__Directions__: Repeat every record below exactly as written.

───── Dataset records ─────

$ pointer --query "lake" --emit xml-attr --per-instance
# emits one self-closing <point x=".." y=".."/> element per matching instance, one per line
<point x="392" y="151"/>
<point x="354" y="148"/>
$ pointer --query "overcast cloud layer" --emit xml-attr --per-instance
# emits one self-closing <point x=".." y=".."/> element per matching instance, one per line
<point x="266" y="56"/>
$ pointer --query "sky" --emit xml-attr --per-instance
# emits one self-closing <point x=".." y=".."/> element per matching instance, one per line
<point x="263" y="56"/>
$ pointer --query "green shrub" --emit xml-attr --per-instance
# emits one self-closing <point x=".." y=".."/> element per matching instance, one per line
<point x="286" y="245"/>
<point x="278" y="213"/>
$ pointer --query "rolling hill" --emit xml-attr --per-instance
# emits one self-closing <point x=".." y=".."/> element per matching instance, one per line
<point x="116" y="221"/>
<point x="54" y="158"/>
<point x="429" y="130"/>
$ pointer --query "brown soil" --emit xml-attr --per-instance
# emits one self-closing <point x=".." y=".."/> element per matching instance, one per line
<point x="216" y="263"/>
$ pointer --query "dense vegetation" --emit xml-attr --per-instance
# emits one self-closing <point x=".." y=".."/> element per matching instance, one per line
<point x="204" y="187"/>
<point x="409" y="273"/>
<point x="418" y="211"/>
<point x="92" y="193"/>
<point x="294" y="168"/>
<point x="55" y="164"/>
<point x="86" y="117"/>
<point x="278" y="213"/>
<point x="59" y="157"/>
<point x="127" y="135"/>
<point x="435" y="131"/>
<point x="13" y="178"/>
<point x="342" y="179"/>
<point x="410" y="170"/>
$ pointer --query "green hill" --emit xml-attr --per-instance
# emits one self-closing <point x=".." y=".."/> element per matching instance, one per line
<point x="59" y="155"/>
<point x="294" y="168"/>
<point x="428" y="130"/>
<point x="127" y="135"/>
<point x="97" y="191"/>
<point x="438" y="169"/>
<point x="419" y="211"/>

─────

__Task response__:
$ pointer --query "lake" --emit xml-attr --per-instance
# emits one self-closing <point x=".." y=".."/> element per matching instance, one per line
<point x="392" y="151"/>
<point x="354" y="148"/>
$ pointer --query "overcast cloud layer" --emit xml-attr --per-instance
# emits one self-closing <point x=".." y=".."/> element per matching instance, one per line
<point x="266" y="56"/>
$ pointer --query "sky" --emit xml-attr --per-instance
# emits one self-closing <point x=".." y=".."/> element per matching instance, one per line
<point x="263" y="56"/>
$ pointer --query "green shrub" --emit xml-attr --per-instance
# emits one self-closing <point x=".." y=".."/> element per matching instance, one per line
<point x="286" y="245"/>
<point x="278" y="213"/>
$ pointer --query "rolling hill" --emit xml-attr --per-instance
# emits one self-closing <point x=".." y=".."/> element per matching instance, one per line
<point x="116" y="221"/>
<point x="54" y="158"/>
<point x="429" y="130"/>
$ pointer --query "brown soil" --emit xml-attr --per-instance
# emits one self-closing <point x=".." y=".."/> element per matching instance, one per line
<point x="216" y="263"/>
$ pointer --query "dense vegetation" --emit xml-attr --per-instance
# emits one self-closing <point x=".." y=".."/> element per matching instance, one per line
<point x="204" y="187"/>
<point x="409" y="273"/>
<point x="418" y="211"/>
<point x="92" y="193"/>
<point x="294" y="168"/>
<point x="55" y="164"/>
<point x="86" y="117"/>
<point x="278" y="213"/>
<point x="59" y="157"/>
<point x="127" y="135"/>
<point x="435" y="131"/>
<point x="13" y="178"/>
<point x="342" y="179"/>
<point x="410" y="170"/>
$ pointer --query "green hill" --emit xml-attr --per-instance
# emits one self-closing <point x=".." y=".."/> element per matching instance, one per line
<point x="59" y="155"/>
<point x="294" y="168"/>
<point x="428" y="130"/>
<point x="127" y="135"/>
<point x="97" y="191"/>
<point x="438" y="169"/>
<point x="419" y="211"/>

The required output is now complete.